◆ BRIEF: Start at the line below containing "of the yellow-green" and stop at the line containing "the dark shadowed". Repeat every line of that stretch exactly, and nothing outside it.

◆ DATA RECORDS:
..............................

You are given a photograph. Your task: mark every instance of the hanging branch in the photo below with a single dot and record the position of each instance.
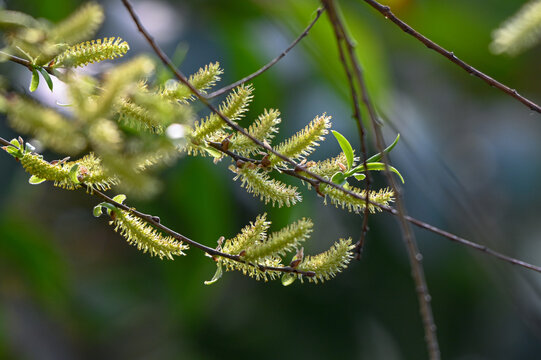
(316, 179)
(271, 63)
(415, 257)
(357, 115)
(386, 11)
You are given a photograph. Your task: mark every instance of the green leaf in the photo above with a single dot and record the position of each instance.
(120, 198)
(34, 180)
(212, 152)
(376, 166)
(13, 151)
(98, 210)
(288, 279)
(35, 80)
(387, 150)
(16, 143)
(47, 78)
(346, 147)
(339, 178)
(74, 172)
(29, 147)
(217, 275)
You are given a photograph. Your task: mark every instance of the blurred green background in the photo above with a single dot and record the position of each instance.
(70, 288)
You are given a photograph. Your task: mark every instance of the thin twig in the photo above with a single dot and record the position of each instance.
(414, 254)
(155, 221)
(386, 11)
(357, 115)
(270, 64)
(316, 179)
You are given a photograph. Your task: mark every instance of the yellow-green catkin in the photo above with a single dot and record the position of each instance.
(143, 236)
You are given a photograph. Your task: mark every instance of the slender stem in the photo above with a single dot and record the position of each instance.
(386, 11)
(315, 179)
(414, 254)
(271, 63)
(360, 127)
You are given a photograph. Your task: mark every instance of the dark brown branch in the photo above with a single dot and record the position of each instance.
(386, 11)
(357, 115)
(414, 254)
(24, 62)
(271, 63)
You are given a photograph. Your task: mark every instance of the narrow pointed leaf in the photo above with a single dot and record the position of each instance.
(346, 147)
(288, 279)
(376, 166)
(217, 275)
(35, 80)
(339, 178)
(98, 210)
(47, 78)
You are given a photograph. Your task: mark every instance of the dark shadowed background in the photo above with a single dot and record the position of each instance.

..............................

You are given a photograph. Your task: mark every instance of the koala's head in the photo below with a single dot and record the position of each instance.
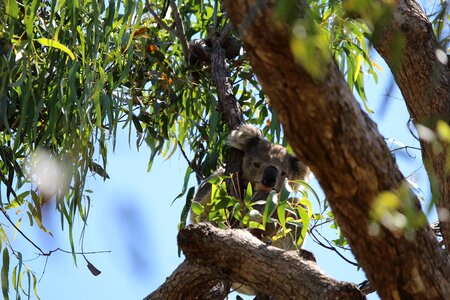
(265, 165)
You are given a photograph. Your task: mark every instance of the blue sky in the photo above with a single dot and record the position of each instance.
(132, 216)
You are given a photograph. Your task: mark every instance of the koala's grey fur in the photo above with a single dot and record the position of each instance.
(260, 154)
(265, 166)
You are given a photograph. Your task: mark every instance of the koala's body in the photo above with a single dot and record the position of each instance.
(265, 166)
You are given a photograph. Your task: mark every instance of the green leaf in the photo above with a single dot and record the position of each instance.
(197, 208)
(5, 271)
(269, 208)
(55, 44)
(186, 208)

..............................

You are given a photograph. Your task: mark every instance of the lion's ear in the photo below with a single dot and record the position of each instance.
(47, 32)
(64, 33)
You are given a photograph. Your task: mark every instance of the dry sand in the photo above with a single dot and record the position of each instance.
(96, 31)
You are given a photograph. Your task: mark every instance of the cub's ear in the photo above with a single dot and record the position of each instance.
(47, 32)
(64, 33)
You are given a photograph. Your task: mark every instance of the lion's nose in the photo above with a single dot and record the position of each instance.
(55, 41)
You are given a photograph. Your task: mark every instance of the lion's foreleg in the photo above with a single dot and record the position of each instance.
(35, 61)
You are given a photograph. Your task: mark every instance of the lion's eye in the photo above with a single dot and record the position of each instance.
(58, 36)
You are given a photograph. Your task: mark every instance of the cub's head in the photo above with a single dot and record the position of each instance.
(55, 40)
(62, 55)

..............................

◆ RESPONSE:
You are given a photograph. Your task: mark every instance of the yellow-green catkin in the photo above with a single dot and record the position of each instance.
(143, 236)
You are given a photograph. Your task: mark every instance of the slender stem in the photo above with a single dot and record the position of each instance.
(386, 11)
(315, 179)
(414, 254)
(271, 63)
(360, 127)
You are given a photograph. Your task: mark every instance of the dark brown branch in the photo above with a single dot and record the position of each instance.
(386, 11)
(357, 115)
(414, 254)
(24, 62)
(271, 63)
You are given a photograph. Your task: mark every instance of the narrow pointed leaf in the photo above with a single dot and record the position of each instance.
(346, 147)
(288, 279)
(376, 166)
(217, 275)
(35, 80)
(339, 178)
(98, 210)
(47, 78)
You are given a photograph. Your task: mark every instance of the dark shadowed background in the photo above with a single dot and record the position of each instance.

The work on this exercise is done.